*Stated problem 1:*
According to the biography of Christian Olsson, who has trained him since 1999?
*Stated problem 2:*
In the biography of Christian Olsson, reproduce the passage from "Christian Olsson (born" up to and including "with Tonique Williams-Darling).", changing "Swedish" to "Scandinavian".
*Stated problem 3:*
Summarize the biography of Christian Olsson in two sentences.

Christian Olsson (born 25 January 1980) is a former Swedish athlete competing in high jump and triple jump. He won an Olympic gold medal, one gold and one silver medal in the World Championships and two gold medals in the European Championships as well as a further two golds in the World Indoor championships. He also won the overall IAAF Golden League jackpot in 2004 where he cashed in 500,000 US dollars (after splitting the million dollar pot with Tonique Williams-Darling).

From 2007 to his retirement in 2012, he was beset by injuries which left him largely on the sidelines and unable to compete at top level competitions.

Biography
Olsson was born in Gothenburg, and made his international breakthrough in 2001 when he won silver at the 2001 World Championships in Athletics. He has the Swedish national record outdoors, 17.79 m (2004 Summer Olympics), and the Swedish national record indoors, 17.83 m (2004). Olsson has won the Swedish Championships seven times, and has also competed successfully on national level in high jumping.

On 7 March 2004, at the 2004 World Indoor Championships in Athletics, he jumped 17.83 m and matched the World Record. On 23 August 2004, at the 2004 Summer Olympics, he jumped 17.79 m, broke the national record and won the gold medal as the first Swede since Gustaf Lindblom in 1912, 92 years earlier. Four of his six jumps were longer than the silver medalist's best jump.

With the Olympic Gold he completed a rare international sweep, having the Olympic, World Indoor, Outdoor, Regional (European) Indoor and Outdoor titles.

Olsson first became interested in triple jump after watching Jonathan Edwards set the world record at the World Championships in his hometown Gothenburg. Since 1999, Olsson has been trained by Yannick Tregaro. Before that, Olsson was trained by Viljo Nousiainen.

During the autumn and winter 2004/2005 he injured his foot (an injury originating from the 2004 Olympic Final), preventing him from being able to do triple-jumping at full speed. Unfortunately the injury healed very slowly, and it was still in January 2006 hampering him. In his first competition after the injury, in June 2006, he jumped 17.09 and seem to be back into shape.
A month later he won the gold medal at European Championships in his hometown Gothenburg, with a jump of 17.67 m.

At the beginning of the 2007 indoor season, Olsson was injured yet again, and was unable to compete at the European indoor championships.

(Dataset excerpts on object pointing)
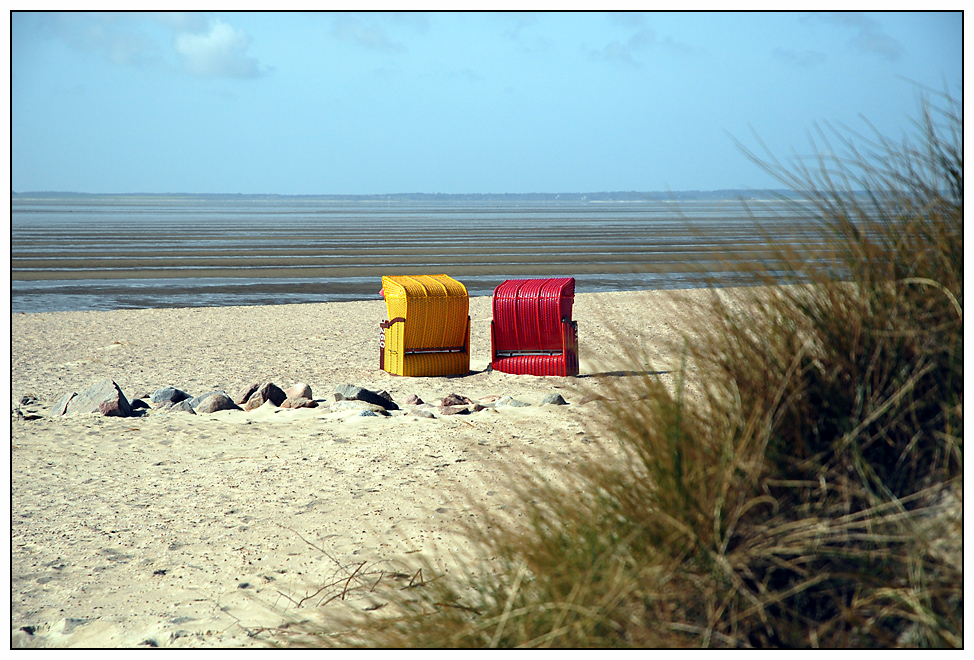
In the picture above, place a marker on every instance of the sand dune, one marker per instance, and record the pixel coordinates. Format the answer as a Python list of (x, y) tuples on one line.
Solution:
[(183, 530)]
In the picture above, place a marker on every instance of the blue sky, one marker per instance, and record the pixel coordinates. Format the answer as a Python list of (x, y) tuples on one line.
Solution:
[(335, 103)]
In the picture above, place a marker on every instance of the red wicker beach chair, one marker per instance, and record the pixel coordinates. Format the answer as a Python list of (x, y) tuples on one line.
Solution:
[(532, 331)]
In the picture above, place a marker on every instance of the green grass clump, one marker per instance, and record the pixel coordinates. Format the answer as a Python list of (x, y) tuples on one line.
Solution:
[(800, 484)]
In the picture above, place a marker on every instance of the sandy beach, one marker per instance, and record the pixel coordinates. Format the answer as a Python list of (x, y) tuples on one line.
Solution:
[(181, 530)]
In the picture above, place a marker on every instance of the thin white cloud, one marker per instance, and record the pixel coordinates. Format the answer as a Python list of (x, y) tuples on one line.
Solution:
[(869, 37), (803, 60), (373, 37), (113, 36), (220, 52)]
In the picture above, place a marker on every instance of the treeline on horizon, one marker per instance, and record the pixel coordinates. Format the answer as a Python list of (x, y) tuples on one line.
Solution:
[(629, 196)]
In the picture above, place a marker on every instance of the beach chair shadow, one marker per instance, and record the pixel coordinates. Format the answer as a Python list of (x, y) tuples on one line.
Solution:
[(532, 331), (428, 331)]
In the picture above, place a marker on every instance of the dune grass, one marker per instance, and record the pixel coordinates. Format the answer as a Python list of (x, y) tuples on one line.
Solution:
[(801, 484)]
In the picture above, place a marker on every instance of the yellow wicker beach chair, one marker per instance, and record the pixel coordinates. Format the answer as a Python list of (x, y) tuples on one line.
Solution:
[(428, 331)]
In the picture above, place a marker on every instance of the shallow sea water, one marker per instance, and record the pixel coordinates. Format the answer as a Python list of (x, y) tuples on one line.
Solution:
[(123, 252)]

---

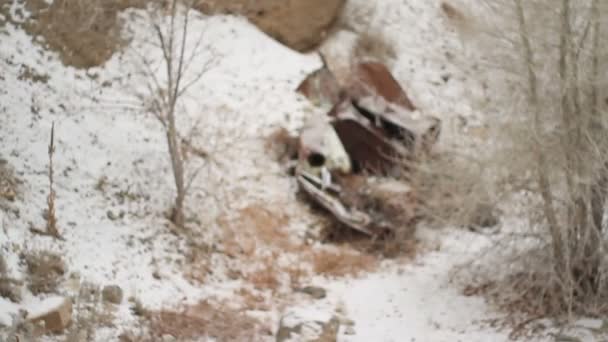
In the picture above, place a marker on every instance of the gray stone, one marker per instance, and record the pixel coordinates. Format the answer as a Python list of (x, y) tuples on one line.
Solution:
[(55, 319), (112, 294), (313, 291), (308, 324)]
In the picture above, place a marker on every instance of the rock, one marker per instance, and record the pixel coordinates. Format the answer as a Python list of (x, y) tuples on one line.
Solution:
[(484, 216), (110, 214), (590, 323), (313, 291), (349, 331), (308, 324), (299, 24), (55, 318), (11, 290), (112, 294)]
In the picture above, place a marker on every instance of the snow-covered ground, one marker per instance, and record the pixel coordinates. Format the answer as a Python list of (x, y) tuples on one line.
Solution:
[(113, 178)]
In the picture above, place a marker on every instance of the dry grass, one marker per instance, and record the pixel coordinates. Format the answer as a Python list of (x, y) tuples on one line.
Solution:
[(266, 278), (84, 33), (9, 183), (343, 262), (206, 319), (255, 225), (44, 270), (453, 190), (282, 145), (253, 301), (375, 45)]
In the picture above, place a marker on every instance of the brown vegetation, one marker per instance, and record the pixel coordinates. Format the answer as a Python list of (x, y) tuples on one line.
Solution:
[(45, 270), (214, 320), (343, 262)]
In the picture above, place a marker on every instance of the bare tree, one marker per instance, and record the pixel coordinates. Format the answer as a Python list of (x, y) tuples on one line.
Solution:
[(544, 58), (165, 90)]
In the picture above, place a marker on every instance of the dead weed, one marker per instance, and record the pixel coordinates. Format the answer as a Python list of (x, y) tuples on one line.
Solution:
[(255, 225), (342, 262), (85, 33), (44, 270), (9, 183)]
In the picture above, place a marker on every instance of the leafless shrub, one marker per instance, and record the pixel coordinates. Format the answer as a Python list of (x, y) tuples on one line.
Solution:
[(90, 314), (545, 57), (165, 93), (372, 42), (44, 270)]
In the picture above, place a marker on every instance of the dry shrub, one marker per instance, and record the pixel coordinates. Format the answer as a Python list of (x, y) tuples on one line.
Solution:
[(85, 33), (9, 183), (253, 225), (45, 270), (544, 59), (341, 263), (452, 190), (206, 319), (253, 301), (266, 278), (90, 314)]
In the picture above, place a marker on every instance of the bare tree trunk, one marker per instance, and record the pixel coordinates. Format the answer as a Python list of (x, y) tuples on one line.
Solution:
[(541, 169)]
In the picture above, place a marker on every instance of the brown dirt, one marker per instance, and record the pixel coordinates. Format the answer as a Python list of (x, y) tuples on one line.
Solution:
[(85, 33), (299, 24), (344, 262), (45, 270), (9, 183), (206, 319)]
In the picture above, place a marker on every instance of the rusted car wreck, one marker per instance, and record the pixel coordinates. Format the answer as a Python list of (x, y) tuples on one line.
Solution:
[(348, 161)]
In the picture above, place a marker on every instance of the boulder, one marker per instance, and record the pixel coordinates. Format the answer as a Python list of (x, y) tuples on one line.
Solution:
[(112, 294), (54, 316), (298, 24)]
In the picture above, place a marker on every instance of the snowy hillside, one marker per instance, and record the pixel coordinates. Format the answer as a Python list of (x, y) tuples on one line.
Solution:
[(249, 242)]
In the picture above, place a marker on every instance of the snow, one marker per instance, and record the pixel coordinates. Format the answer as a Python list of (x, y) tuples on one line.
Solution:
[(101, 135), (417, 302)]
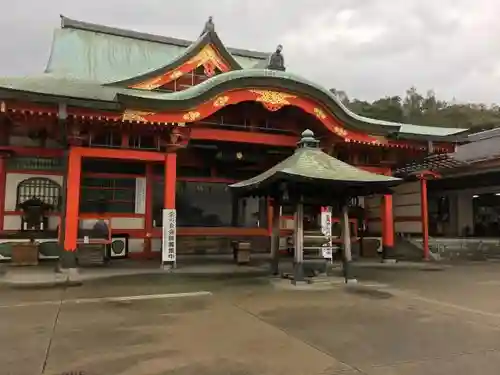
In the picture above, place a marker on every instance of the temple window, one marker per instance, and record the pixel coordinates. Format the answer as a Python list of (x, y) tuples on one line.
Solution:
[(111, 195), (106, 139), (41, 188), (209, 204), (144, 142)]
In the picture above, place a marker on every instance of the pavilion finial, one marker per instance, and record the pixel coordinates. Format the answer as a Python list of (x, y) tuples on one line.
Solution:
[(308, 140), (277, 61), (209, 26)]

*Written solution 1:*
Yannick Tregaro has trained him since 1999.

*Written solution 2:*
Christian Olsson (born 25 January 1980) is a former Scandinavian athlete competing in high jump and triple jump. He won an Olympic gold medal, one gold and one silver medal in the World Championships and two gold medals in the European Championships as well as a further two golds in the World Indoor championships. He also won the overall IAAF Golden League jackpot in 2004 where he cashed in 500,000 US dollars (after splitting the million dollar pot with Tonique Williams-Darling).

*Written solution 3:*
Christian Olsson is a former Swedish high and triple jumper who won an Olympic gold medal, World Championship gold and silver, two European titles and two World Indoor titles, and who matched the world record with 17.83 m at the 2004 World Indoor Championships. Injuries slowed his recovery after the 2004 Olympic final, and from 2007 until his retirement in 2012 they left him largely unable to compete at the top level.